◆ **Given request**
Return every line of the material below that contains the word "bush", treating uppercase and lowercase letters as distinct.

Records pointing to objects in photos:
★ ★ ★ ★ ★

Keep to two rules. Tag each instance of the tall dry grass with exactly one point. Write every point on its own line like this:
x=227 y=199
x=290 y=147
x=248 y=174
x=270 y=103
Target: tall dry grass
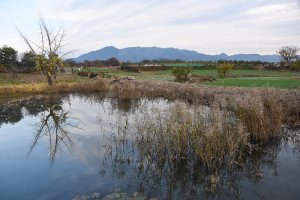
x=43 y=88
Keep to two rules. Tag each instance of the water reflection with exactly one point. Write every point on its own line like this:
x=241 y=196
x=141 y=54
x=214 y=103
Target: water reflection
x=118 y=155
x=54 y=124
x=154 y=170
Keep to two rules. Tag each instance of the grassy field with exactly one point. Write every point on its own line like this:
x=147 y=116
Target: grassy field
x=239 y=78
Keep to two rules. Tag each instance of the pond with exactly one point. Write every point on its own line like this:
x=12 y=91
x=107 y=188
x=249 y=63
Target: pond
x=99 y=147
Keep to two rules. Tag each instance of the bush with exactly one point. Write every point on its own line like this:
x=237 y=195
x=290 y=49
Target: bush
x=224 y=68
x=181 y=73
x=296 y=65
x=2 y=68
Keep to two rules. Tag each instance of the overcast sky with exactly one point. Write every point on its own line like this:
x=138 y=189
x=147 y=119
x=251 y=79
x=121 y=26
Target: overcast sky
x=211 y=27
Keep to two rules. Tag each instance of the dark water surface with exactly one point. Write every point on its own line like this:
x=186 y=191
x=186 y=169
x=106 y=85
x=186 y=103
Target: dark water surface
x=60 y=147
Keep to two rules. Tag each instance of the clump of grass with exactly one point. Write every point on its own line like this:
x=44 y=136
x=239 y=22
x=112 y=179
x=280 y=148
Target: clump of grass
x=43 y=88
x=211 y=137
x=261 y=116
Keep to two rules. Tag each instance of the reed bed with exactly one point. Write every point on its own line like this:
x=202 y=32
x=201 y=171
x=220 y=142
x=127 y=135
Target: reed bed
x=43 y=88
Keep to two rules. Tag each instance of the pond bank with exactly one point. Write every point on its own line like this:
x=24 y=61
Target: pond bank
x=286 y=101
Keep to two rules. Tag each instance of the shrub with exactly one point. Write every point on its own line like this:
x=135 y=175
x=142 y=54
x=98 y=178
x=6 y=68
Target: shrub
x=224 y=68
x=296 y=65
x=2 y=68
x=181 y=73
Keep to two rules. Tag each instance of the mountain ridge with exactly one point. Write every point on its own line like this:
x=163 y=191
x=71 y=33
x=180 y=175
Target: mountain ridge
x=137 y=54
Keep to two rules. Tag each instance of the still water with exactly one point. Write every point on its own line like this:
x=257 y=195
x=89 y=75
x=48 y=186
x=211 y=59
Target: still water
x=70 y=146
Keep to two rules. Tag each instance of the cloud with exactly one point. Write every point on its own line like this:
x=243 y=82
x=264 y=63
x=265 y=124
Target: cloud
x=232 y=26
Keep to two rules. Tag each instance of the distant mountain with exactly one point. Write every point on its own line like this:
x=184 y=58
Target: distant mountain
x=136 y=54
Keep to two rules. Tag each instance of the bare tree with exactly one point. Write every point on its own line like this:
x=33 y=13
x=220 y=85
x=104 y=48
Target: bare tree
x=48 y=55
x=288 y=53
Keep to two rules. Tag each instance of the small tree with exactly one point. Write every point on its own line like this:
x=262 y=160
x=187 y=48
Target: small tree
x=28 y=60
x=47 y=52
x=181 y=73
x=224 y=69
x=8 y=57
x=296 y=65
x=288 y=53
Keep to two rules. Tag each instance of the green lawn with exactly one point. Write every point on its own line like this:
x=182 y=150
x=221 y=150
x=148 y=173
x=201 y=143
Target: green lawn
x=241 y=78
x=277 y=82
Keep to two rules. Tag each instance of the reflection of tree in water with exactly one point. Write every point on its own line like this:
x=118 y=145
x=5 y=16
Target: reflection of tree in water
x=10 y=113
x=54 y=124
x=155 y=172
x=125 y=105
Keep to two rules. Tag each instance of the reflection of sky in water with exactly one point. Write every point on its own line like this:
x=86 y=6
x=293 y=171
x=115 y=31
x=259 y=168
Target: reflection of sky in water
x=81 y=171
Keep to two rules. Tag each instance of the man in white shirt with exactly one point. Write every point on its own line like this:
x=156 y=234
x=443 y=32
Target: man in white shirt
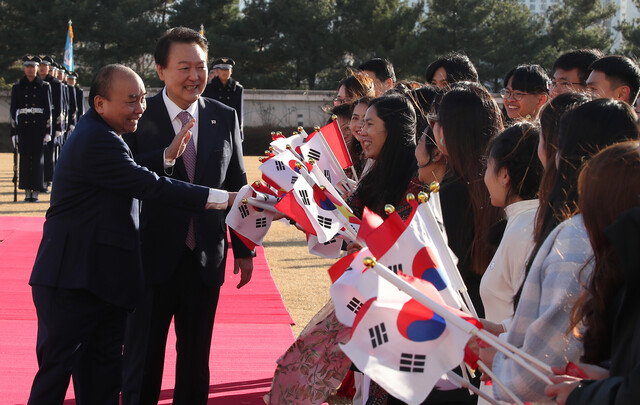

★ ★ ★ ★ ★

◆ **Reply to the task**
Keep to two rules. Tag each instance of the bush with exactly one point. Write every point on its own line like this:
Target: bush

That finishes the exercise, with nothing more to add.